TASK PROMPT:
Print the following material line for line without any changes, leaving out the pictures.

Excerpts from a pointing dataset
◆ ◆ ◆

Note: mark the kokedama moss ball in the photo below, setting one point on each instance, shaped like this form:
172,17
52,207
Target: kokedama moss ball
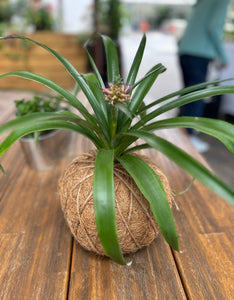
136,226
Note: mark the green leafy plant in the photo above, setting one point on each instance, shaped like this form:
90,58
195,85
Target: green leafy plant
39,103
117,120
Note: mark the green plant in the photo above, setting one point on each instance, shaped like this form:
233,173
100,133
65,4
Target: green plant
117,120
39,103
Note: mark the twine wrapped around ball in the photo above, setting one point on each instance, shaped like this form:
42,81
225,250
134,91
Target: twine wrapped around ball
136,225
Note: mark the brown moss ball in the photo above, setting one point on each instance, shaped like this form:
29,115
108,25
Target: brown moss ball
136,226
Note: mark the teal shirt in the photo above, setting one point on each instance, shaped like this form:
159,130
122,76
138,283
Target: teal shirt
203,34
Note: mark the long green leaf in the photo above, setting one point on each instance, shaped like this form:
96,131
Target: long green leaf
55,87
188,163
137,99
136,62
144,86
151,187
104,204
188,98
111,59
97,73
46,125
219,129
73,72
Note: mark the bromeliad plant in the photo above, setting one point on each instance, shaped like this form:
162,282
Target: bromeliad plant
117,120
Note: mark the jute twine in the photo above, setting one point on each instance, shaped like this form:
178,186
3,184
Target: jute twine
136,226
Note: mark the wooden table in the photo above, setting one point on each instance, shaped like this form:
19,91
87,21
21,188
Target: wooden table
40,259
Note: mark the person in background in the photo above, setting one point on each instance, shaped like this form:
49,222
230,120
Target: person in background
200,44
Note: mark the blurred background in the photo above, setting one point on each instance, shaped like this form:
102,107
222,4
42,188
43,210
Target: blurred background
66,25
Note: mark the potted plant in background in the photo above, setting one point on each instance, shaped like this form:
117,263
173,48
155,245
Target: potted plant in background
43,149
114,199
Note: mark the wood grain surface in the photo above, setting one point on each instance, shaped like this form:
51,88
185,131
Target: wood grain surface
40,259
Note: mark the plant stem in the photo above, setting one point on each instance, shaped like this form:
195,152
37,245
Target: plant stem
114,118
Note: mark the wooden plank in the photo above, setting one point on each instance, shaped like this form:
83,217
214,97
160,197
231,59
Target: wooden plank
152,275
35,241
205,228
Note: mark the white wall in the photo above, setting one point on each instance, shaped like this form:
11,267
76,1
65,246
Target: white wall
76,15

◆ ◆ ◆

OUTPUT BELOW:
Note: mark the kokedama moss ball in the photo below, setting one point on each instance, shaped like this form:
172,17
52,207
Target: kokedama moss ball
136,226
Note: mark the green leafy plant in the photo above, setting one point on each instance, shaped like this form:
90,58
195,85
Target: green leafy plant
39,103
117,120
Note: mark the green plant in the photo above, setting one point on each instance, shaped like this form:
233,173
100,133
65,4
Target: green plant
117,120
39,103
Note: mark the twine wrapped around ball in the photo above, setting one point on each instance, shaped like this form:
42,81
225,250
134,91
Target: twine wrapped around ball
136,225
Note: mark the brown moss ball in the photo above, setting one point on each instance, shaped like this form:
29,115
108,25
Target: brown moss ball
136,226
Note: mark the teal shirt in the photo above, setting one point on each instance, shaped like this form:
159,130
122,76
138,283
Target: teal shirt
203,34
Note: mark the long green leaf in the photo above, setting one point on each instance, shaped like this form:
96,131
Target: long green leaf
55,87
188,163
137,99
136,62
144,86
151,187
104,204
188,98
111,59
97,73
46,125
219,129
73,72
Note: mark the bromeliad plant in the photo above, setting one point on each instance, shaped like this form:
162,282
Target: bromeliad plant
117,120
Note: mark the jute twine in the photo above, setting one point on each instance, shaped like this form:
178,186
3,184
Target: jute twine
136,226
Note: mark the wooden table in the photo above, setting one point on each instance, shaped like this form:
19,91
87,21
21,188
Target: wooden table
40,259
Note: mark the person in background in the photo above, setting one point on each instance, shaped like this form:
49,222
230,120
Target: person in background
200,44
Note: mark the blurred background in the photo above, setting one point on each instance, shaped like this form:
102,107
222,4
42,188
43,210
Target: blurred background
66,25
Note: mark the potted plant in background in the photo above, setting one point on each instance, shaped like this form:
117,263
173,48
155,245
Target: potted plant in background
43,149
114,199
Note: mark the wood grain surface in the photo above, setting one point on each instance, shaped like this form:
51,88
185,131
Target: wood grain surface
40,259
Note: mark the plant stem in the photo above, setting one point on each instance, shaped like this form:
195,152
37,245
Target: plant stem
114,118
Note: mark the wooden plank in the photo above, setting one point on each instance, shaped like this form:
83,217
214,97
160,197
231,59
Target: wooden plank
152,275
35,241
205,228
Note: mark the white wall in the photo above, setting one point on each instance, shaped like this form:
11,267
76,1
65,246
Target: white wall
76,15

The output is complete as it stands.